### Entries provided:
□ □ □

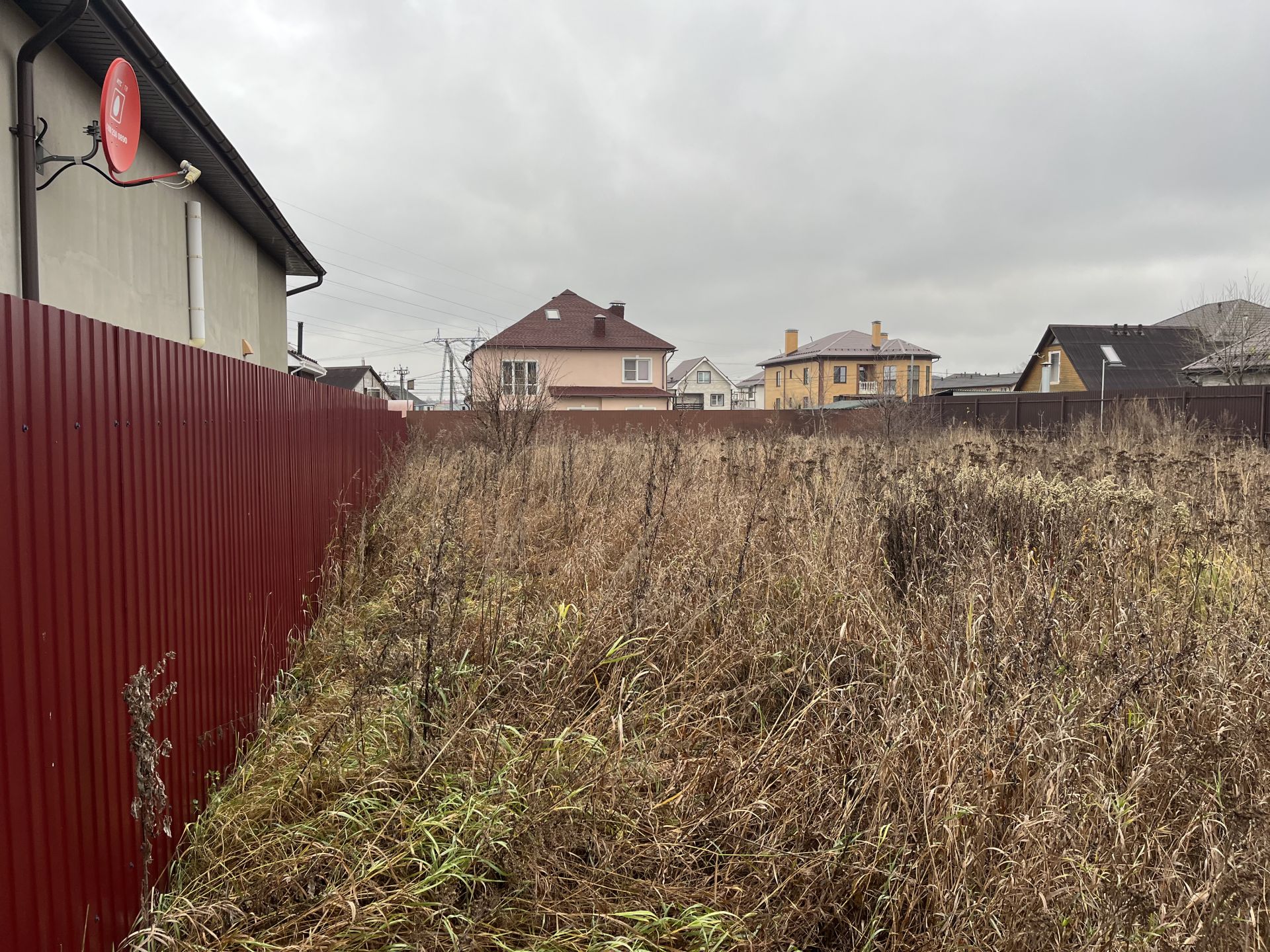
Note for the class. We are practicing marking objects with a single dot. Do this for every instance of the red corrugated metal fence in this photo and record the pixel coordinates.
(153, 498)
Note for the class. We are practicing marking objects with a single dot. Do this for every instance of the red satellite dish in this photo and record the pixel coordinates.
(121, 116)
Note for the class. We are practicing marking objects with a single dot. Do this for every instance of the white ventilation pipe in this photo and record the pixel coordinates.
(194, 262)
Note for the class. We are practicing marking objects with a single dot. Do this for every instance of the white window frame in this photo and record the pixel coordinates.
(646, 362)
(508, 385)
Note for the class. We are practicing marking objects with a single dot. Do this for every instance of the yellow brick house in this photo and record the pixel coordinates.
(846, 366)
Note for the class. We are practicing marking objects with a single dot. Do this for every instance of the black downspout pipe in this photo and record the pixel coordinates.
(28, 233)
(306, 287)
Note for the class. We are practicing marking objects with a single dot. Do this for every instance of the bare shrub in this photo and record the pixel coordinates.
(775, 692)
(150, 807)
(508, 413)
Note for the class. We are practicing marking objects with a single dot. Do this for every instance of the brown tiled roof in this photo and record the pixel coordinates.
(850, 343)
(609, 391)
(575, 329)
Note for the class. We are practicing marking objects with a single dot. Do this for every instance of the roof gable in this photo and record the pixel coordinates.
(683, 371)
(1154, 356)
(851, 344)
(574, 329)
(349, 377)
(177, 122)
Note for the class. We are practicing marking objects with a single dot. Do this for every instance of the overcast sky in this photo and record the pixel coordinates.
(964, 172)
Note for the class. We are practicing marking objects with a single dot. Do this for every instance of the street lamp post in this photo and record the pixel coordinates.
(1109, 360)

□ □ □

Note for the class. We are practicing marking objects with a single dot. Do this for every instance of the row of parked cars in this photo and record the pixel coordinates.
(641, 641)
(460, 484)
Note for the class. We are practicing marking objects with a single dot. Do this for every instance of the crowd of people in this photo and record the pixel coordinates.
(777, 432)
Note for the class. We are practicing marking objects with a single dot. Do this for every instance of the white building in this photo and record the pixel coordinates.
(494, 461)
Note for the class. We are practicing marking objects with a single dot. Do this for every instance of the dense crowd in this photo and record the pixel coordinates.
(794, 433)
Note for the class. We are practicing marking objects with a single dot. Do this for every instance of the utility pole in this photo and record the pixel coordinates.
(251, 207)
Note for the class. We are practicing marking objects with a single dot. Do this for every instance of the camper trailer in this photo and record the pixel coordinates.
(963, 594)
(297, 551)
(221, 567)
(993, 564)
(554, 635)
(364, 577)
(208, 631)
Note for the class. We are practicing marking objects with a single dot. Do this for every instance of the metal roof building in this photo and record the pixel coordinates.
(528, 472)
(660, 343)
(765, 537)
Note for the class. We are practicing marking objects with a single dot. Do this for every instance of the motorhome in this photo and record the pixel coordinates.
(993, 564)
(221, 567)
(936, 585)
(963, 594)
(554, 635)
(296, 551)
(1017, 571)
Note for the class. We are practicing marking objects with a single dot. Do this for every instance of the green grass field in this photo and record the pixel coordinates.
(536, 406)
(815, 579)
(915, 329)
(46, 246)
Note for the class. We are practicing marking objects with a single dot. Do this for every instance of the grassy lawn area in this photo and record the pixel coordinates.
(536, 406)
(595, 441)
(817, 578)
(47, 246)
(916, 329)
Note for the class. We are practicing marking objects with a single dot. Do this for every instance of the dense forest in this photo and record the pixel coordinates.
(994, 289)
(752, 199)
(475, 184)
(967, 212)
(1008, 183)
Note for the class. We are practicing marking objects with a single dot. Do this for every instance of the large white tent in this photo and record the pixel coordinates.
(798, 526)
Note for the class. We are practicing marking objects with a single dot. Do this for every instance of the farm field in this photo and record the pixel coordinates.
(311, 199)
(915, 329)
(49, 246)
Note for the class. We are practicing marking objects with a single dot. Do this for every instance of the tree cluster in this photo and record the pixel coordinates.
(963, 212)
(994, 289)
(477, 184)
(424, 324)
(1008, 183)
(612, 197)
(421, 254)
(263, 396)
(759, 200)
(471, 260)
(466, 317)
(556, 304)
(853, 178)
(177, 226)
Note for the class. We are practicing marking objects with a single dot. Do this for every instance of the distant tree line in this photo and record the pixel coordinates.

□ □ □

### Task requirements:
Please give again the items between the lines holding "of the overcast" and "(1109, 360)", inclusive, replacing "street lamp post" with "streetlight" and keeping everything else unchanged.

### Final result:
Note for the class. We are practicing marking objects with a single dot. Do this for every instance of the overcast sky in this photo and record the pixel coordinates.
(964, 172)
Note for the class. We are practicing marking objects with a single dot. Do this for every instance of the streetlight in this photo and record the pixel coordinates.
(1109, 360)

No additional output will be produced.